Segment Open
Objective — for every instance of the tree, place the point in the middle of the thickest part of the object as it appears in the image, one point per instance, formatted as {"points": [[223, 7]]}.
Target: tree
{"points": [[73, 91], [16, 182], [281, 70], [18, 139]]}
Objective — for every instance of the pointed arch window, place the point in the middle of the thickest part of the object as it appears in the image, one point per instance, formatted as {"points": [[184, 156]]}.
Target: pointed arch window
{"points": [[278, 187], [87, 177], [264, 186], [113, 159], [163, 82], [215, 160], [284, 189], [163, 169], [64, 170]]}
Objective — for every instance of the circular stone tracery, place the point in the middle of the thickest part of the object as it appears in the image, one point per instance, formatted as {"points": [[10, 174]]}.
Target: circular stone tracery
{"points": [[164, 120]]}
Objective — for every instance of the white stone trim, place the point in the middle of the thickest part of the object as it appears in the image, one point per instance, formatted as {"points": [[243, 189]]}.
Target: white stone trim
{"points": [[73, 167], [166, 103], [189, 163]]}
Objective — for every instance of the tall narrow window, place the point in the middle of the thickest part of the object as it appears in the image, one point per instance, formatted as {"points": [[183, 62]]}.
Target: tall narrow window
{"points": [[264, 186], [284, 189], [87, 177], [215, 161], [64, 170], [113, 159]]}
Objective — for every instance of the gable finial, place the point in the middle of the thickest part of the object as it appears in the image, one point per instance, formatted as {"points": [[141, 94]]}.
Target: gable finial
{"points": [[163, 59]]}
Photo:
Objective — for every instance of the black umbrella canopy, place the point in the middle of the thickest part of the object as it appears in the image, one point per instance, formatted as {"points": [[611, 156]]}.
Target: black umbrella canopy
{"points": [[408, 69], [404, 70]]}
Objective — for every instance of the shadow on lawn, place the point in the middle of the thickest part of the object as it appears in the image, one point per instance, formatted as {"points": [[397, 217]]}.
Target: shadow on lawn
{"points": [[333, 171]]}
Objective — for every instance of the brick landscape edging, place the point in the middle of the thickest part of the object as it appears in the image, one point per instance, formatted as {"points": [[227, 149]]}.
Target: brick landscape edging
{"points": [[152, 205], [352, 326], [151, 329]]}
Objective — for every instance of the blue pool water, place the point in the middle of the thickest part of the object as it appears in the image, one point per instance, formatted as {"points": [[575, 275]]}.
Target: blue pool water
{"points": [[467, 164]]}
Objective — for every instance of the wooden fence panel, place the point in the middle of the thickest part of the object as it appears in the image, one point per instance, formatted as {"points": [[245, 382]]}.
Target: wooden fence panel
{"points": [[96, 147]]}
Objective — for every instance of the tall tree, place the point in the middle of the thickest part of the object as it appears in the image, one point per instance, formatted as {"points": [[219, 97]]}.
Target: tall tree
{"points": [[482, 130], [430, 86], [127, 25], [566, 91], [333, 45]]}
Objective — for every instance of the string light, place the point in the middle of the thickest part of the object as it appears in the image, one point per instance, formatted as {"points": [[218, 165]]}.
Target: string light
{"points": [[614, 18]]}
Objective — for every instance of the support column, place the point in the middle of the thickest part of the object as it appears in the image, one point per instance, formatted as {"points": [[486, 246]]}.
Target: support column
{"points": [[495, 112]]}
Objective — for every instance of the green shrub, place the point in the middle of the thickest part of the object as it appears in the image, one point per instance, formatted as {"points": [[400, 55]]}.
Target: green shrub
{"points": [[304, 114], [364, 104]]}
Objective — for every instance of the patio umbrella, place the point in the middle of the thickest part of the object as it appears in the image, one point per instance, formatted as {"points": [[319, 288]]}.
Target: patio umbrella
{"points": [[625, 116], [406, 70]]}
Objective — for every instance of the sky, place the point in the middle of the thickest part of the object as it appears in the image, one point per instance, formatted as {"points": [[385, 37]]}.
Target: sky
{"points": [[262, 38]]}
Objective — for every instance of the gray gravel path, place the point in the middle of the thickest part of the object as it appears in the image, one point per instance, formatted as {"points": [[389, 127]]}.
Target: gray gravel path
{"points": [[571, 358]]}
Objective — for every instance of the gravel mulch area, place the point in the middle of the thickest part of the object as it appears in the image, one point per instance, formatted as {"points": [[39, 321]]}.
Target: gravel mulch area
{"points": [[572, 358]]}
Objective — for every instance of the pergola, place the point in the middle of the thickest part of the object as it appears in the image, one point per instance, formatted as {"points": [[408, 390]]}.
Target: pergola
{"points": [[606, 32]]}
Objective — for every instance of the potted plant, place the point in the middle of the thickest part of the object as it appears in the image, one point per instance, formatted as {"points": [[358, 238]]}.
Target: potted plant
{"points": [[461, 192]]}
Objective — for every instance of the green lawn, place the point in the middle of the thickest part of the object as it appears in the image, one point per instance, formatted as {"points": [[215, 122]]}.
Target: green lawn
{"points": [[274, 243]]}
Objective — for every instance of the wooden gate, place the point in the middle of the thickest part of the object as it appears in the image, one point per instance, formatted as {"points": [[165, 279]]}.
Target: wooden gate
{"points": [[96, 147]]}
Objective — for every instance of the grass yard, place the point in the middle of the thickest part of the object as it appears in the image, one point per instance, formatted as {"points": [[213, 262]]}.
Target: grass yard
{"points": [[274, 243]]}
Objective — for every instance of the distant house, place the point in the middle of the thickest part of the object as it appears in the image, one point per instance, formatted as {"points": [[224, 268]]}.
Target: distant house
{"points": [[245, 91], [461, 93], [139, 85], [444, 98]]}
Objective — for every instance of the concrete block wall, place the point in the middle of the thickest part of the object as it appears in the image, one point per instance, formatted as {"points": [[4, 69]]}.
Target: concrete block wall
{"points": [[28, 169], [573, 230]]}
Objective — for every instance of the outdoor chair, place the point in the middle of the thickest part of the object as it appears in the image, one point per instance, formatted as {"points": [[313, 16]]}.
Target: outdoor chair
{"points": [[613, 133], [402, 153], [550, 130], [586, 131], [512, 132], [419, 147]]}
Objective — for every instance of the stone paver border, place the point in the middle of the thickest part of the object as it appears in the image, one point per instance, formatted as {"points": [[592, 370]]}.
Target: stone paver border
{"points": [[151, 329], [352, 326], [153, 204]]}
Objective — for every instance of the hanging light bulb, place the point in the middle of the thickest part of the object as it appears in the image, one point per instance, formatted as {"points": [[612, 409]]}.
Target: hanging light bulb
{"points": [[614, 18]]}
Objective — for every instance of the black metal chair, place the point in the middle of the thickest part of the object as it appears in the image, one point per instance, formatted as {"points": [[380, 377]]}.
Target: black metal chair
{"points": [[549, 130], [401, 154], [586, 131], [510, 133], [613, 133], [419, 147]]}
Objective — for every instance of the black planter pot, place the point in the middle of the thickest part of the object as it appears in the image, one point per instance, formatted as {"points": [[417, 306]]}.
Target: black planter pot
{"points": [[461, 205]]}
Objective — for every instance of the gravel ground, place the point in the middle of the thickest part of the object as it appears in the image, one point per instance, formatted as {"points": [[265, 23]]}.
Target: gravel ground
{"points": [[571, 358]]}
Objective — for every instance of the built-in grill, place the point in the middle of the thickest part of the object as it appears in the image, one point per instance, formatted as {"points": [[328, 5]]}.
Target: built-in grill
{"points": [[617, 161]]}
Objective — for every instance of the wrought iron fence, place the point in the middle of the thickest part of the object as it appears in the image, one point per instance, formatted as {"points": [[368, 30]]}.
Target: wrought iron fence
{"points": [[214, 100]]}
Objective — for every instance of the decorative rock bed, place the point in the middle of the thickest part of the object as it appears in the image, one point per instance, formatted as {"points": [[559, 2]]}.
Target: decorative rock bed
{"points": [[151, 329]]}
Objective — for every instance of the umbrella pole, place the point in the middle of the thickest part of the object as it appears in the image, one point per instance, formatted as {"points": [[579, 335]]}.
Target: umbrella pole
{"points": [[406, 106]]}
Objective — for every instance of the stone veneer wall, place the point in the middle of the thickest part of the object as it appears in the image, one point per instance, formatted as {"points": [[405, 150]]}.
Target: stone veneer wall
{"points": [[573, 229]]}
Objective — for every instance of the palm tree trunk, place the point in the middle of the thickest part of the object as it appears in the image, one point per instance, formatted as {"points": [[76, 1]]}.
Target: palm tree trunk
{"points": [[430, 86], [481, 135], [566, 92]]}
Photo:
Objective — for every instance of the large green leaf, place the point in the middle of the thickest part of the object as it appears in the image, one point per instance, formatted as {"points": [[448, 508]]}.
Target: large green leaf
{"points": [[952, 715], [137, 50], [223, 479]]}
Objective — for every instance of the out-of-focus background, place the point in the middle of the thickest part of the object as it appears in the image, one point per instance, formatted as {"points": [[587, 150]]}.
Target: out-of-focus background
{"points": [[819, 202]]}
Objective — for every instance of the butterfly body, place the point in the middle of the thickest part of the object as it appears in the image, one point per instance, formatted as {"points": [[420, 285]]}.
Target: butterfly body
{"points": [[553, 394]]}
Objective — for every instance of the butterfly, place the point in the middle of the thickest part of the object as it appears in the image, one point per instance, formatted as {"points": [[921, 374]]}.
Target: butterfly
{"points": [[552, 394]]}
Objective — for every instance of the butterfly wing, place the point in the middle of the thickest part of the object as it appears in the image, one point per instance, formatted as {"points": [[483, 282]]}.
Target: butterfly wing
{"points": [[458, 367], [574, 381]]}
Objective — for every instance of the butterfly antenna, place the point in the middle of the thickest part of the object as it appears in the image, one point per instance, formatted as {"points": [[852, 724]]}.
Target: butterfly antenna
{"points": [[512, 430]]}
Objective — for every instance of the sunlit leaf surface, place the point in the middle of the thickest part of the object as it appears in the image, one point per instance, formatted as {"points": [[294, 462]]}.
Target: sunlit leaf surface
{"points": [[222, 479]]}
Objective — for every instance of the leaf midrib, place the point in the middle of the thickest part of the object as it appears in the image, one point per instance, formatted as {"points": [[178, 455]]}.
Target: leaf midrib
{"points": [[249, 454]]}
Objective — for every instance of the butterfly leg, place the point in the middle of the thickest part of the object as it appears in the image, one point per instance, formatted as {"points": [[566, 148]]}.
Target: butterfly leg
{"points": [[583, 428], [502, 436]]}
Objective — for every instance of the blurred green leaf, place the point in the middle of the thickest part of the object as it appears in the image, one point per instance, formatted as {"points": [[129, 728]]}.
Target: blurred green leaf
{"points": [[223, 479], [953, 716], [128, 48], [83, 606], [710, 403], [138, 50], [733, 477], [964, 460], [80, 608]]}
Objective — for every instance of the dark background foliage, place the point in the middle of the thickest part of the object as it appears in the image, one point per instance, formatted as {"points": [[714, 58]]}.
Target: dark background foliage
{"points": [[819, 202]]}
Segment Closed
Reproduce precisely the span of lines that begins at the line containing "Target: leaf midrib" and ends with the last line of the listing.

▶ FINISHED TASK:
Target: leaf midrib
{"points": [[249, 454]]}
Objective — for every instance of the butterfly leg, place the point in the middle of the thickest part of the object as it appears in the image, one point per instance, formatted as {"points": [[566, 148]]}.
Target: butterfly leg
{"points": [[583, 428], [502, 436]]}
Objective — for every instance of the blurred green leaf, place the point in the middle of the thickest part of the object as it appears in the image, one point per instance, formatted as {"points": [[129, 728]]}.
Target: blurred green leaf
{"points": [[223, 479], [953, 716], [128, 48], [83, 606], [710, 403], [138, 50], [733, 477], [964, 460], [80, 608]]}
Objective — for every instance of the dark background foliage, place the point in the middle of the thickest part of the object as it appears in the image, one point per instance, formatted as {"points": [[714, 58]]}.
Target: dark background foliage
{"points": [[819, 202]]}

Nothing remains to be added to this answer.